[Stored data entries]
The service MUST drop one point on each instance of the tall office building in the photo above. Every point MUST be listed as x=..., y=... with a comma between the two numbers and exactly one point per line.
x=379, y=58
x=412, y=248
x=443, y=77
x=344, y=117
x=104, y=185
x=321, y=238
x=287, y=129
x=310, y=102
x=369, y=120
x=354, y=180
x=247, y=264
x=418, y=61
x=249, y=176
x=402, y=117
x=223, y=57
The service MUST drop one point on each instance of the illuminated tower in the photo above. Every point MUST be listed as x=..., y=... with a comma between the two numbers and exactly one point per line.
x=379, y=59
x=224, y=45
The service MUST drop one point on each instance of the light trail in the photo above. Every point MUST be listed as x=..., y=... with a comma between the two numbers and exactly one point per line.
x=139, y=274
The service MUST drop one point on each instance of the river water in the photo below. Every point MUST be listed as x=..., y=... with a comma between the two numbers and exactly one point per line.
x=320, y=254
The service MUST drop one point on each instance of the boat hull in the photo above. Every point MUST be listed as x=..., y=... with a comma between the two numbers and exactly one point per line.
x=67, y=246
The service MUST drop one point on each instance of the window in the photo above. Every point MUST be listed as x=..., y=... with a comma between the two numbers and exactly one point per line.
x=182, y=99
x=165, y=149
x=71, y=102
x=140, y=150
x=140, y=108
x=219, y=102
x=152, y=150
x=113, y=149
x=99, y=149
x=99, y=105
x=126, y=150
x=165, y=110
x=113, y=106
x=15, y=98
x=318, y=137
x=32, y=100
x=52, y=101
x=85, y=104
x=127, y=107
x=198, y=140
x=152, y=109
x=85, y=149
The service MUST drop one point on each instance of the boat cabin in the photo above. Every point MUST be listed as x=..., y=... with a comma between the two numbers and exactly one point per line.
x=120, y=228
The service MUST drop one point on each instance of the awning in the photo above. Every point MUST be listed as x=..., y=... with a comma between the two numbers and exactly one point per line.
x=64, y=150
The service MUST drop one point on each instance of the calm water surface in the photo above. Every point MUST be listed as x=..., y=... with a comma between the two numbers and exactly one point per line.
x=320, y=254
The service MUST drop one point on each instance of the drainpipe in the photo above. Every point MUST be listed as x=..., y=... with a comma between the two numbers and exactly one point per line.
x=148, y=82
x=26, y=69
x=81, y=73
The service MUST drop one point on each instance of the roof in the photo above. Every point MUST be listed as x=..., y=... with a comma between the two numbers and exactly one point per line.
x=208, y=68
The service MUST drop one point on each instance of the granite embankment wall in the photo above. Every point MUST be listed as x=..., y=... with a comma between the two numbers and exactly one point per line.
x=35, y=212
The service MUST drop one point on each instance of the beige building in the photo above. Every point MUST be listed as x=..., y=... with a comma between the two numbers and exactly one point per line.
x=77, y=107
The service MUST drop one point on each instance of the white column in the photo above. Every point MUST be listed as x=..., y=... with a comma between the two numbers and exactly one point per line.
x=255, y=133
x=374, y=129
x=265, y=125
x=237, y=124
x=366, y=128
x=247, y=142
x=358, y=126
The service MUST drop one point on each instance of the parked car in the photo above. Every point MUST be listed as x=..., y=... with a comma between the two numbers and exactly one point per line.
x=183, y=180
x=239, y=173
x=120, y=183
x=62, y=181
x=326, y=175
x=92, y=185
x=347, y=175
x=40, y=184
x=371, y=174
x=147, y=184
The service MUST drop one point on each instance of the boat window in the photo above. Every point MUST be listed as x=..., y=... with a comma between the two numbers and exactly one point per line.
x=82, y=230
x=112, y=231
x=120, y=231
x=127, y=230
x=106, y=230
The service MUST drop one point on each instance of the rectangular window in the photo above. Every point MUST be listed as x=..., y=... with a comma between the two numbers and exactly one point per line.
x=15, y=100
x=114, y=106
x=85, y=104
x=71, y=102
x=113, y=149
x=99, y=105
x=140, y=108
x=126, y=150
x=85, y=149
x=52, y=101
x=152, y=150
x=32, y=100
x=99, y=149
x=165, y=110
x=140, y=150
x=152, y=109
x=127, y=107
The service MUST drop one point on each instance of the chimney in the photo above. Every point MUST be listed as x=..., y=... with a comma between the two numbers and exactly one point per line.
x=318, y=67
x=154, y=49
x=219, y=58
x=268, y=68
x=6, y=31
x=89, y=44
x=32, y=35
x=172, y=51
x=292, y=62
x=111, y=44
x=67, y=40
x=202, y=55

• _WORK INSTRUCTIONS_:
The entries shown above should be copied out word for word.

• _ANSWER TO THIS TASK_:
The service MUST drop one point on each instance of the tall office building in the photo above. Every point MUST be listed as x=..., y=... with a comma between the two numbers and exactly one point per line.
x=379, y=58
x=412, y=248
x=443, y=77
x=344, y=117
x=104, y=185
x=321, y=238
x=287, y=129
x=310, y=102
x=369, y=120
x=354, y=180
x=247, y=264
x=418, y=61
x=249, y=176
x=402, y=117
x=223, y=57
The service MUST drop one point on each instance of the illuminated tower in the photo above. Every point MUST be listed as x=..., y=... with a comma between the two numbers and exactly one point per line.
x=379, y=59
x=224, y=45
The service MUST drop one point on each instance of the light trail in the photo above. Every point MUST be listed as x=..., y=... with a comma between the two numbers and exactly one point per line.
x=139, y=274
The service MUST drop one point on each instance of the river water in the photo below. Every point MUST be listed as x=..., y=... with a comma between the two numbers and exactly one point per line.
x=320, y=254
The service MUST drop one point on each instance of the boat hull in the photo above. Every point MUST be listed as x=..., y=... with a comma between the two numbers and exactly one point per line.
x=67, y=246
The service MUST drop one point on each instance of the window in the photo above. Every point MUST be listed as x=..., y=... with a comma between the two numbers and exactly one point per line.
x=182, y=99
x=165, y=149
x=71, y=102
x=140, y=150
x=140, y=108
x=219, y=102
x=152, y=150
x=113, y=149
x=99, y=149
x=99, y=105
x=126, y=150
x=165, y=110
x=113, y=106
x=15, y=98
x=318, y=137
x=32, y=100
x=52, y=101
x=85, y=104
x=127, y=107
x=198, y=140
x=152, y=109
x=85, y=149
The service MUST drop one point on each instance of the boat cabin in the photo above. Every point MUST be listed as x=..., y=... with a comma between the two numbers and exactly one point per line.
x=120, y=228
The service MUST drop one point on each instance of the awning in the photo above. Every point MUST be listed as x=..., y=... with a comma between the two numbers and exactly one point per line.
x=64, y=150
The service MUST drop one point on each instance of the calm water surface in the photo above. Every point MUST be listed as x=..., y=... with a comma between the two numbers and exactly one point per line.
x=320, y=254
The service MUST drop one point on each instance of the drainpipe in the photo above. Every point MUST be listed as x=..., y=... with a comma between the two numbers and exactly one point per line.
x=148, y=82
x=26, y=69
x=81, y=73
The service MUST drop one point on each instance of the roof in the photo above. Every point MUST be listed as x=..., y=... with a comma between the two numbers and exactly one point per line.
x=208, y=68
The service MUST drop one point on each instance of the granite embankment wall in the photo above. Every point MUST be listed as x=..., y=... with a comma between the two numbers and exactly one point per line.
x=35, y=212
The service MUST drop one point on each instance of the beige building in the photo above. Every point MUST be listed as x=..., y=... with a comma between the two numbers and exactly one point per line.
x=77, y=107
The service MUST drop one point on each instance of the white column in the photo above. Every point MUST be listed as x=..., y=... with a comma between the two numbers and exactly one point per line.
x=255, y=133
x=374, y=129
x=265, y=125
x=237, y=124
x=366, y=128
x=247, y=142
x=358, y=126
The service MUST drop one point on each instance of the parked car in the photo above. Every point MUST be listed as x=..., y=... with a comma between the two numbers and exactly one point per line.
x=183, y=180
x=239, y=173
x=120, y=183
x=62, y=181
x=326, y=175
x=92, y=185
x=347, y=175
x=40, y=184
x=371, y=174
x=147, y=184
The service MUST drop one point on each instance of the boat window in the photo above. Every point MUST be listed as x=..., y=... with a comma between the two numbers and exactly one point per line.
x=82, y=230
x=112, y=231
x=120, y=231
x=127, y=230
x=106, y=230
The service MUST drop one point on each instance of the rectangular window in the photo above. Every point MUST be listed as x=..., y=... with a comma between the two numbers and exactly one point per line.
x=15, y=100
x=114, y=106
x=85, y=104
x=71, y=102
x=113, y=149
x=99, y=105
x=140, y=108
x=126, y=150
x=85, y=149
x=52, y=101
x=152, y=150
x=32, y=100
x=99, y=149
x=165, y=110
x=140, y=150
x=152, y=109
x=127, y=107
The service MUST drop one point on each instance of the chimney in the photo above. Every point MUST be listed as x=..., y=... with a comma between the two numbers and exactly one point per line.
x=318, y=67
x=154, y=49
x=219, y=58
x=268, y=68
x=6, y=31
x=89, y=44
x=32, y=35
x=172, y=51
x=292, y=62
x=111, y=44
x=67, y=40
x=202, y=55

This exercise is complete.